Cette dernière citation est alarmiste. Mais toute la démarche décrite dans ce récit suggère l’espoir. Même si Snowden vit exilé en Russie, et qu’il ne pourra peut-être jamais retourner aux États-Unis, ce sacrifice personnel doit nous inspirer et nous rassurer sur notre capacité à renverser la vapeur, inspirer le changement par une prise de conscience. Un seul homme peut déstabiliser un pouvoir. Cela n’arrivera pas tous les jours, aussi une responsabilité individuelle et collective s’impose.
« Permanent Record » est une autobiographie très bien écrite, qui semble être de facture classique aux premiers abords, mais qui est bien plus que cela. Elle est aussi un manifeste sur la liberté à l'heure du numérique, ainsi qu'une vulgarisation technologique de très bonne facture. Ce dernier point est essentiel, car les systèmes liberticides de surveillance massive sont trop souvent mal appréhendés tellement ils sont complexes technologiquement. Et nous survolons tous trop rapidement les réglementations d'usage des technologies du web qui collectent nos données personnelles. De plus, ce livre est aussi une remarquable mise en contexte historique, passé et présent. Certains chapitres du livre s'achèvent sur un constat sur le monde dans lequel on évolue, d’autres rappellent le combat des premiers Américains pour la liberté. Cette autobiographie est d'ailleurs parue symboliquement le 17 septembre 2019, jour anniversaire de la Constitution.
Snowden retrace son passé son passé et son parcours, sans narcissisme, pour mieux expliquer comment l'humanité en est arrivée là. J'ai trouvé cela très juste, sincère et efficace. La technologie accompagne Snowden depuis son plus jeune âge. De la NES à AOL, de son substrat familial prompt à l'intelligence, ces chapitres ressemblent parfois à une justification. Mais qui s'articule brillamment, et expliquent à la perfection la trajectoire presque déterministe de ce jeune homme brillant.

■ OBJECTIF: Pour chaque affirmation, dites si elle concorde avec le texte fourni, par oui ou non, et citez les mots décisifs du texte. (a) L'autobiographie a paru le 17 septembre 2019. (b) Snowden vit exilé en Russie. (c) Snowden retrace son parcours avec narcissisme. La liste qui suit n'a aucun lien avec le texte fourni.

■ BLOC DE DONNÉES:
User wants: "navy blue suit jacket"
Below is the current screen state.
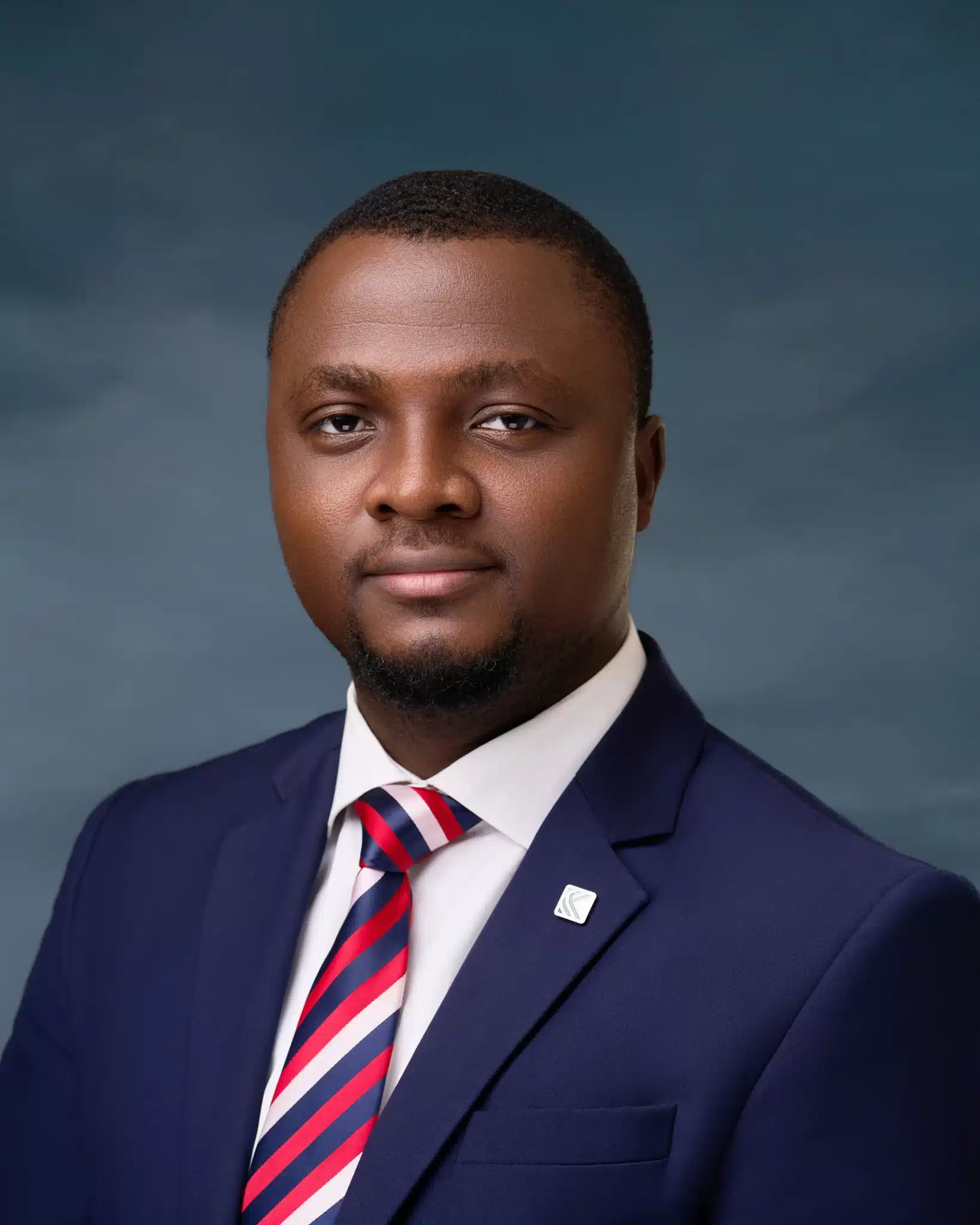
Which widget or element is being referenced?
[0,636,980,1225]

■ CORRIGÉ DÉTAILLÉ:
(a) Oui : « parue symboliquement le 17 septembre 2019, jour anniversaire de la Constitution ».
(b) Oui : « Snowden vit exilé en Russie ».
(c) Non : « sans narcissisme ».